## [Short problem]
Retype all of the data exactly as given.

[start of Dataset records]

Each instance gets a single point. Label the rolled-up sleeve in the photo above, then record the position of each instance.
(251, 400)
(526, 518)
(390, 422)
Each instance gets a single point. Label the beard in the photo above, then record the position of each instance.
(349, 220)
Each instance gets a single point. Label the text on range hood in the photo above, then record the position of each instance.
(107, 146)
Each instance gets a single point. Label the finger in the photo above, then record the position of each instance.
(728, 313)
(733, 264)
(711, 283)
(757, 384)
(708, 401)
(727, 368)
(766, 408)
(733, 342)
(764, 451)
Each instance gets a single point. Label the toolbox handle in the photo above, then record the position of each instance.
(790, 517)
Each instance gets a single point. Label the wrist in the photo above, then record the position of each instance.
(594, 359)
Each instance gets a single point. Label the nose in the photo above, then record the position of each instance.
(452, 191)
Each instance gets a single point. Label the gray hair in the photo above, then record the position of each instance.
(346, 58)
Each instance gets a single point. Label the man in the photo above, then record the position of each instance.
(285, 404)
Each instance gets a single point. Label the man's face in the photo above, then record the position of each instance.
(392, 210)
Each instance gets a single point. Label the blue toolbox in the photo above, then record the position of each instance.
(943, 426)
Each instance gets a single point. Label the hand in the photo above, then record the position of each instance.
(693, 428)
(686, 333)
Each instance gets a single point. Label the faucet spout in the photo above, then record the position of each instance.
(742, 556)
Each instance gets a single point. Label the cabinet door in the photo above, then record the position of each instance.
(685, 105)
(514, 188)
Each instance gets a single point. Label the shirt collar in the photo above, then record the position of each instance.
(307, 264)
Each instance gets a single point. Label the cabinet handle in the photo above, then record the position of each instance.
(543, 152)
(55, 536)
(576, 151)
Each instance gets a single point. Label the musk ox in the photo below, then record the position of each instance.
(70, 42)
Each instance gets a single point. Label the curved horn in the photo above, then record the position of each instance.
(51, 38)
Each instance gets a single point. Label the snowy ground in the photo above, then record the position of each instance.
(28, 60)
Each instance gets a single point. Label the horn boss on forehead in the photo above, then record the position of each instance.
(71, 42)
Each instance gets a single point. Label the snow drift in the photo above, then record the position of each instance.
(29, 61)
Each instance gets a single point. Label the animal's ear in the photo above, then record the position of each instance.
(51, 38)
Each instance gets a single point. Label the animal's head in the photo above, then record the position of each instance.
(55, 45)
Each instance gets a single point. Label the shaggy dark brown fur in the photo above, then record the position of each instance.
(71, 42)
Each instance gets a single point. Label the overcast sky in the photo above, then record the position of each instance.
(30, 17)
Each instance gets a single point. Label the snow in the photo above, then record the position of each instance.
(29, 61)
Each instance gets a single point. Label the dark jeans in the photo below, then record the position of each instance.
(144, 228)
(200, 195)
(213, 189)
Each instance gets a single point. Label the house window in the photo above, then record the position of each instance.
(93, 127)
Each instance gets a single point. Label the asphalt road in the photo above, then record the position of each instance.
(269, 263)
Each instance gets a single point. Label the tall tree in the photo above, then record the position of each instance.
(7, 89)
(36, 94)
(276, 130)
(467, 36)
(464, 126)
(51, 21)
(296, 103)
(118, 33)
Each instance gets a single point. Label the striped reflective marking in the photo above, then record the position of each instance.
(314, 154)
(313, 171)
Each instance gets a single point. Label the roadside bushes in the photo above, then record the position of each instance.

[end of Dataset records]

## [Answer to this exercise]
Each instance gets a single point. Label the rolled-up sleeve in the photo above, then record the position of each instance.
(251, 400)
(526, 518)
(390, 422)
Each instance gets a single point. Label the beard in the photo above, then record the position of each instance.
(349, 220)
Each instance gets a single point. Label the text on range hood in the photo above, then record the position of each instance.
(107, 146)
Each instance gets a single point. Label the finger in the photo above, then record the position of each instance.
(728, 313)
(733, 264)
(711, 283)
(757, 384)
(708, 401)
(727, 368)
(766, 408)
(733, 342)
(764, 451)
Each instance gets a single point. Label the toolbox handle in the photo above, then record the position of each instance.
(790, 517)
Each instance gets a single point. Label the wrist in the photo above, then record the position of each instance.
(594, 359)
Each instance gets a single point. Label the nose in the photo above, then record the position of each instance.
(452, 191)
Each instance gets a single point. Label the gray hair in the photo above, then record the position of each instance.
(346, 58)
Each instance gets a single point. Label the man in the photo above, then record the position of each instance.
(285, 404)
Each instance gets a single point. Label the man's face in the photo above, then record the position of each instance.
(392, 210)
Each instance gets a single point. Label the blue toolbox in the photo above, then record the position of each instance.
(943, 426)
Each instance gets a single point. Label the hand in the photo above, then record the position of each instance.
(693, 428)
(686, 333)
Each instance gets a single point. Label the faucet spout in the photo above, then record the position of each instance.
(742, 556)
Each instance gets a single point. Label the cabinet door in the photo above, then record the position of each instance.
(685, 105)
(514, 188)
Each instance gets a single point. Label the shirt collar in the photo above, then record the position of each instance.
(307, 264)
Each instance gets a single point. Label the cabinet handle in the photo above, then record the position of each instance.
(543, 152)
(55, 536)
(576, 151)
Each instance gets a single point. Label the musk ox in the photo below, then record the position of each instance.
(70, 42)
Each instance gets a single point. Label the curved horn in the photo above, then record the position of each instance.
(51, 38)
Each instance gets a single point. Label the snowy ground in the photo above, then record the position of each instance.
(28, 60)
Each instance gets a single point. Label the horn boss on forehead in the photo above, then record the position of each instance.
(71, 42)
Each instance gets a single point. Label the snow drift in the photo above, then record the position of each instance.
(29, 61)
Each instance gets a single point. Label the animal's ear in the photo above, then record the position of each instance.
(51, 38)
Each instance gets a single point. Label the animal's head in the photo above, then record the position of each instance.
(55, 45)
Each instance gets a single point. Label the shaggy dark brown fur in the photo above, then record the position of each instance.
(71, 42)
Each instance gets a single point. Label the overcast sky in the photo above, then record the position of each instance.
(30, 17)
Each instance gets a single point. Label the snow in the photo above, then record the position of each instance.
(29, 61)
Each instance gets a single point. Label the dark jeans in the photo below, then record the position of each instance.
(144, 228)
(200, 195)
(213, 189)
Each instance gets a single point. Label the house window in the photo above, then record the position of each instance.
(93, 127)
Each instance gets a single point. Label the asphalt road in the photo above, then record the position of each instance.
(269, 263)
Each instance gets a single point. Label the tall tree in the photo above, then record the position of each instance.
(7, 89)
(36, 94)
(276, 130)
(467, 36)
(464, 126)
(51, 21)
(296, 103)
(118, 33)
Each instance gets a single point. Label the striped reflective marking in the photo above, then record the position of each instance.
(314, 154)
(313, 171)
Each instance gets a single point. Label the roadside bushes in the photo above, then record the position of each instance.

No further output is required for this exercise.